Essays, Stories, Adventures, Dreams
Chronicles of a Footloose Forester
By Dick Pellek

 

 

The Healthcare Lifeboat

 

When does a chronicle belong in the Ancestors portfolio?  Where does a story about Education belong?  Who should be the general audience for a personal legacy tale about Growing Up Years?  Obvious humor belongs in the Humor portfolio and a strange coincidence may find itself consigned to the Coincidence portfolio without objections, but some chronicles remain unassigned because they might logically fall into several categories.  Writers of legacy stories have to decide where to assign their missives so that they will attract the audience for which they were intended.

Librarians know that modern cataloging procedures have specific indicators that form the framework of the worldwide standard Dewey Decimal System.  If ones knows the system well enough, it saves time when searching the stacks of major libraries--on foot. Of course, the card catalog in the main lobby also contains other information about published works found within the walls of the library, to aid those who are armed with only fragmented or limited knowledge about a particular author, subject, or field of literature.  The point is, if you know what you are looking for and you know where to look, a diligent search will usually turn up what is available.  When the search is for Moby Dick, getting your hands on a copy of Moby Dick is not much of a problem.  But when getting a definitive answer to something ethereal like the factual basis for a Supreme Being, you can expect to find a wide range of reference materials but none of which perfectly complements the tenets of any singular belief system.  Such is the nature of the implicit intellectual dialogue that has persisted ever since libraries were organized to invite learning through sharing their treasures. They collect and catalog information, we read and decide on the merits of that collective information.

-- Material --
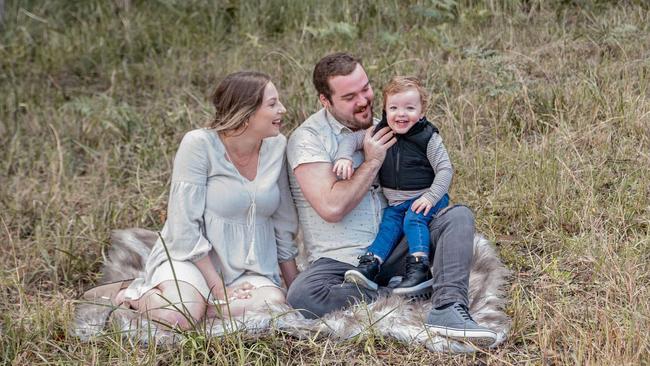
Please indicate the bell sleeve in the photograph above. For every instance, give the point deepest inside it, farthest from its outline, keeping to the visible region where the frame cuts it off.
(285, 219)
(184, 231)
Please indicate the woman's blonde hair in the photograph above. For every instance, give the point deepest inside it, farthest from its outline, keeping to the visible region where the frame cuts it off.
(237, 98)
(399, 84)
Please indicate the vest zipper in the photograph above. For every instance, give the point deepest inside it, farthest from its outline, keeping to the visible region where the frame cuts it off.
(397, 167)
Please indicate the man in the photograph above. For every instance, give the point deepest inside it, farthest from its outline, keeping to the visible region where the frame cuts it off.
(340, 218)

---

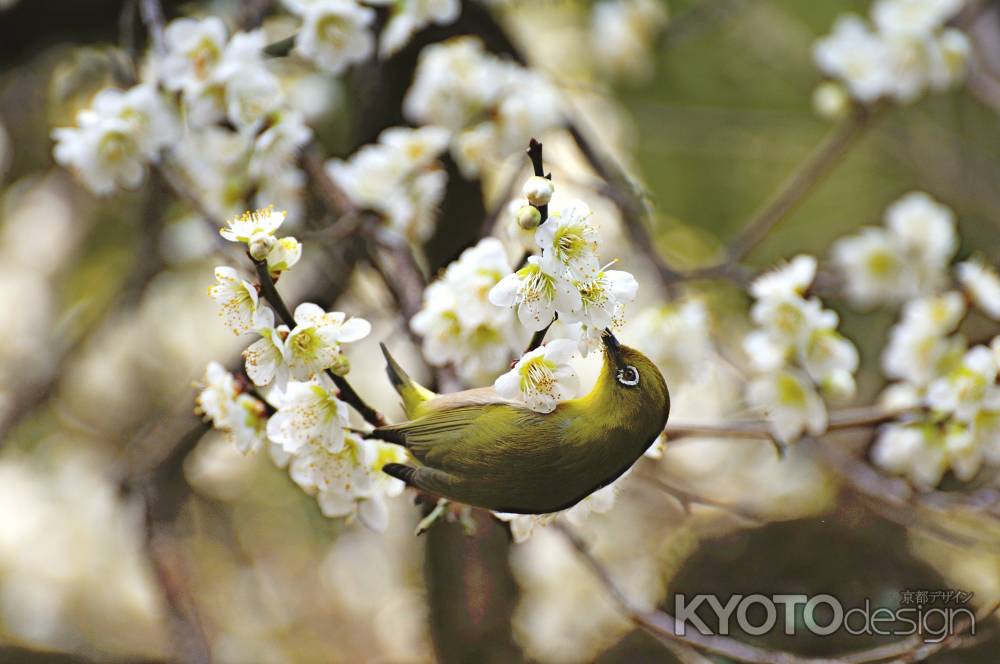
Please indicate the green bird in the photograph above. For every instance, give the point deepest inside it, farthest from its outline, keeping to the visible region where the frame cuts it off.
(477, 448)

-- Goals --
1. In the essay about sorting legacy stories, where is the library's card catalog located?
2. Resume the essay about sorting legacy stories, picking up right after its final sentence.

-- Task answers --
1. In the main lobby.

2.
When it comes to modern politics, information collection and sharing is far easier to accomplish, and dissemination can be worldwide in a matter of minutes.  That makes the importance of physical conduits stand out as essential to getting any manner of talking points to take hold among those on the receiving end of the process.  Knowing what is going on is fundamental, but if the talking points being proffered are themselves faulty, ill-conceived, or inadequately considered, the loyal supporters will be misinformed and the body of natural political opponents are burdened with the need to counter the messages in the talking points.  As dreadful and as polarizing as the discussion of politics has become in recent decades, it is still necessary to separate out fact from fiction.  In politics today, there are far too many specious policies, proposals, and fantasies that are being foisted upon the electorate without the benefit of reasonable analysis.  One side pronounces and strongly promotes one point of view, and the other side may or may not counter with an opposing point of view.  The whole process produces confusion. Although there should be no confusion about the operational results of those policies, some politicians are counting on confusion as part of the strategy in gaining adherents.  Only an informed electorate is in a position to distinguish fact from fiction.  And it usually takes looking at both sides of the coin.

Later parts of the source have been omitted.